» PROVIDED RECORDS:
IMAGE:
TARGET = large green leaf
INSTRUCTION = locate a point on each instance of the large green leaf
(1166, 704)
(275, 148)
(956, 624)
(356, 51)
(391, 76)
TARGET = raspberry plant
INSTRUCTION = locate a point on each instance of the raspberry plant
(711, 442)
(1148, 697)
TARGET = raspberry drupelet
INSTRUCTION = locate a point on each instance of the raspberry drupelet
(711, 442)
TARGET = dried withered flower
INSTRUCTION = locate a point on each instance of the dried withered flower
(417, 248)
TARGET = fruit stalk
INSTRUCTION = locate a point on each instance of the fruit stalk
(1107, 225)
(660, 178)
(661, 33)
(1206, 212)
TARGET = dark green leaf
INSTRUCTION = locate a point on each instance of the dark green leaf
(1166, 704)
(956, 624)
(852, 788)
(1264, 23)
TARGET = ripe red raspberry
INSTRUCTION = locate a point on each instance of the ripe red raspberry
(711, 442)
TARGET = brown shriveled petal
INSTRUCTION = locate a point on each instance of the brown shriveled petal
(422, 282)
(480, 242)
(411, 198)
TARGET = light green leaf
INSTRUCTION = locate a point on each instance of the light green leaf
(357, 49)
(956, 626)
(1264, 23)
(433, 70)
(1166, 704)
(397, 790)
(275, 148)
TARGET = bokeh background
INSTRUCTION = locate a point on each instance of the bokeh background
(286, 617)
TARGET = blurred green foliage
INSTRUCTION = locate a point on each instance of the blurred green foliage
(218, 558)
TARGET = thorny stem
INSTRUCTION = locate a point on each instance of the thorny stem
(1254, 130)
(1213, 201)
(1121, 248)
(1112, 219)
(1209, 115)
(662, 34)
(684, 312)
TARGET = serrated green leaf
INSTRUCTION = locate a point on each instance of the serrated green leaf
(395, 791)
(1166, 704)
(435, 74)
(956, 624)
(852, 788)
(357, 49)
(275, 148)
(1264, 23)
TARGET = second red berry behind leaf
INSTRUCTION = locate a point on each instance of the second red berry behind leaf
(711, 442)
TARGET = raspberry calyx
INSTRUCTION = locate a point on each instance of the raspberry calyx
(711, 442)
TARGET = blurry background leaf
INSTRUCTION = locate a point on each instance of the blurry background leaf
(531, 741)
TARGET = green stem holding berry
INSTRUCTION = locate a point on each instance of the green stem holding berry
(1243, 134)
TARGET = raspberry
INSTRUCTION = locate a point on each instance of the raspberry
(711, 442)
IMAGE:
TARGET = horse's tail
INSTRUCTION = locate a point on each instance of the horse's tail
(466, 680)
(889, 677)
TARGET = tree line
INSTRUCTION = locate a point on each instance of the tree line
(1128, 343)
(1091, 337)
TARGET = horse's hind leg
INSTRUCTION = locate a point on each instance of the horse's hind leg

» ASSIGNMENT: Retype the portion of the data above that starts on the line with "TARGET = bokeh background" and finishes on the line with "TARGET = serrated green leaf", including both of those lines.

» COMPLETED TASK:
TARGET = bokeh background
INSTRUCTION = locate a point on each instance of the bokeh background
(286, 617)
TARGET = blurred green foliage
INSTRUCTION = locate a point on each instance of the blurred green foliage
(218, 558)
TARGET = thorny stem
INSTRUCTION = locate a point on each instance of the thorny stem
(1254, 130)
(1213, 201)
(1121, 248)
(1112, 219)
(1209, 115)
(662, 34)
(684, 312)
TARGET = serrated green leaf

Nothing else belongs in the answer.